Participating in sports is a great way to stay active and in some sports, a level of physical contact is required. However, this physical contact can sometimes result in injury. Although we hope that you are able to play safely, concussions are a common traumatic brain injury that can occur in high-contact sports. This injury can be serious, and it’s important to know what steps you should take in the event that you suspect that you or someone you know has suffered a concussion.
Here are five things you should know about concussions:
- A concussion may be caused by a direct blow to the head, face, neck, or impact elsewhere on the body that transmits force to the head.1
- There are multiple ways to get a concussion such as from falling, or a car or bike accident. When it comes to physical activity, concussions have a greater risk of occurring in sports that involve body contact, collisions, and/or moving at high speeds.
- A concussion can be difficult to diagnose because clinical symptoms and signs can change and may evolve over time. The diagnosis of a concussion is based on the assessment of a range of symptoms (i.e., headache, difficulty concentrating, feeling like being in a fog, or emotional lability), signs (i.e., loss of consciousness or balance disturbance), cognitive impairment (i.e., confusion or slowed reaction times) and neurobehavioural changes, such as irritability.

▬▬▬▬▬▬

- [Questions to answer]
1 > Summarize the concussion text in two sentences.
2 > According to the concussion text, in which sports do concussions have a greater risk of occurring?
3 > Reproduce the passage of the concussion text between "- A concussion can" and "such as irritability.", inclusive.

- [Records provided]
▬▬▬▬▬▬

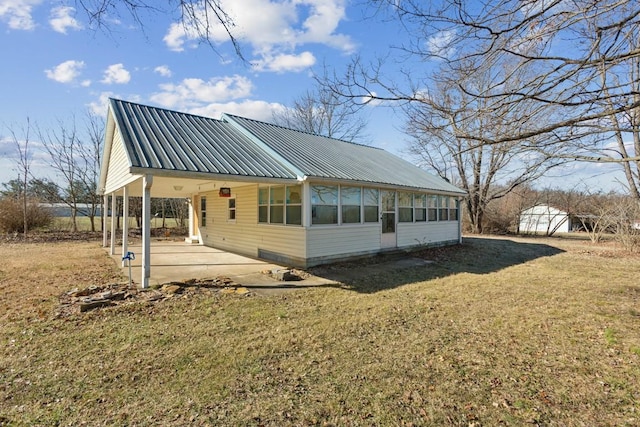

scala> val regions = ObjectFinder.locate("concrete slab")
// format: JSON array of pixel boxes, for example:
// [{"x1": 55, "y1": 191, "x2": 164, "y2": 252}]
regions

▬▬▬▬▬▬

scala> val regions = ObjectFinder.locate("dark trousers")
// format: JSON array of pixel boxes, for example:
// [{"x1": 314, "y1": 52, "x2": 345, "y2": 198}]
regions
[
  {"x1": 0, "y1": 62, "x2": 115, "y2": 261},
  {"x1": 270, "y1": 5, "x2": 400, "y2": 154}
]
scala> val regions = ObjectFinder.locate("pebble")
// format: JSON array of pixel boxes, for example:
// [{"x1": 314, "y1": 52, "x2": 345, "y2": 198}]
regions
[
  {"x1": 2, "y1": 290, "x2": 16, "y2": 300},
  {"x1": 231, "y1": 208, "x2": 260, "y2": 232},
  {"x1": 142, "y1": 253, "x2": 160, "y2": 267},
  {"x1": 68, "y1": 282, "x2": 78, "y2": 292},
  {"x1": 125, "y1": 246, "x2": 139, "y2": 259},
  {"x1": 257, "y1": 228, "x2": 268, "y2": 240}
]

▬▬▬▬▬▬

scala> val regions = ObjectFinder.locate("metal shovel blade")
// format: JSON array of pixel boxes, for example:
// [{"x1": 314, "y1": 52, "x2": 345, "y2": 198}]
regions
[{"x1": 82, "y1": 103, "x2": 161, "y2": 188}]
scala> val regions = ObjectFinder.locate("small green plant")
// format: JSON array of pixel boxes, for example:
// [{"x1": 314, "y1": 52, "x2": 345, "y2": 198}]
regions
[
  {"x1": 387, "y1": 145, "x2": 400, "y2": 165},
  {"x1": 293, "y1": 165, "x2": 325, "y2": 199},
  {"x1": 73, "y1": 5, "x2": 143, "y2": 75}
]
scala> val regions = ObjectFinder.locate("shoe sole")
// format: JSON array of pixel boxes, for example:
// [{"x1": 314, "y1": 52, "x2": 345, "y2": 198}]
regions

▬▬▬▬▬▬

- [Solutions in order]
1 > Concussions are a common traumatic brain injury that can occur in high-contact sports. They may result from a blow to the head, face, or neck, or from an impact elsewhere that transmits force to the head, and they can be hard to diagnose because symptoms and signs can change and evolve over time.

2 > Sports that involve body contact, collisions, and/or moving at high speeds.

3 >
- A concussion can be difficult to diagnose because clinical symptoms and signs can change and may evolve over time. The diagnosis of a concussion is based on the assessment of a range of symptoms (i.e., headache, difficulty concentrating, feeling like being in a fog, or emotional lability), signs (i.e., loss of consciousness or balance disturbance), cognitive impairment (i.e., confusion or slowed reaction times) and neurobehavioural changes, such as irritability.